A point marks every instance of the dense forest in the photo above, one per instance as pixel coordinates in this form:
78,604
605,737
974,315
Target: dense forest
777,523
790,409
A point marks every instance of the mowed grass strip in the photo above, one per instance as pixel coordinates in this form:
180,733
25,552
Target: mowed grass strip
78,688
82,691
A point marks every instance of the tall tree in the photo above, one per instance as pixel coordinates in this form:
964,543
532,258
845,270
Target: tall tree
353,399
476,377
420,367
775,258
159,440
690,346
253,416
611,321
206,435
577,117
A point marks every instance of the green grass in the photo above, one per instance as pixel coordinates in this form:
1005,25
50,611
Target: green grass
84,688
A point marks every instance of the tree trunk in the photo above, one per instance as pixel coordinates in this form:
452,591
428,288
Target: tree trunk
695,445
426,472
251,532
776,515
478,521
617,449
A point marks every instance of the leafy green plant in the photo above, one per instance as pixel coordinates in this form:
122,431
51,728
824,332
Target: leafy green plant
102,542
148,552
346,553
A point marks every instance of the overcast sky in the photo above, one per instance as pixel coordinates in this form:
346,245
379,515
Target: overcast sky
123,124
_____
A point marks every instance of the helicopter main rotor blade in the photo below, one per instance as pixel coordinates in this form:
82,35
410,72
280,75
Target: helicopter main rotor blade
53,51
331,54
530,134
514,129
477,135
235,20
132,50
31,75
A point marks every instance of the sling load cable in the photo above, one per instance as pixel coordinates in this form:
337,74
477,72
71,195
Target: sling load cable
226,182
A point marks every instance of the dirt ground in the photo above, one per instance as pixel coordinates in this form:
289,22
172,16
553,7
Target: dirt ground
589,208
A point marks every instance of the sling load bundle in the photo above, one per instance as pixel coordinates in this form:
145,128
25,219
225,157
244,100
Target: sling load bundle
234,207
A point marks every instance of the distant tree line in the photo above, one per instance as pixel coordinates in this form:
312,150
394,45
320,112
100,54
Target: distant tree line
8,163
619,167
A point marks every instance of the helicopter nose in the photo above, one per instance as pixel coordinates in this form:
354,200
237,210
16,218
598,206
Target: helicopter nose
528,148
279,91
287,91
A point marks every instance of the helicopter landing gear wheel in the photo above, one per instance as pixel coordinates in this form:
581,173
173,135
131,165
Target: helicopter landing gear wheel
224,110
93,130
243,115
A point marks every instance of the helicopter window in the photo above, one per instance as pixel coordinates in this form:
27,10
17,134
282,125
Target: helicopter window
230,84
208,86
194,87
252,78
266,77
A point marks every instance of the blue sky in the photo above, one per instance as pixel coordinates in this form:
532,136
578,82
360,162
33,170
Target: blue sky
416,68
_____
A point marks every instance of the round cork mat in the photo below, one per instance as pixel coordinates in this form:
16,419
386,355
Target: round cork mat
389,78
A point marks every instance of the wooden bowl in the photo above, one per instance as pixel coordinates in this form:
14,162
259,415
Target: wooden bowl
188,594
_____
> **PROBLEM DETAILS**
State how many lines of the records contain the word "landing", matching case exactly. Reply with the number alone.

> **FULL SOLUTION**
2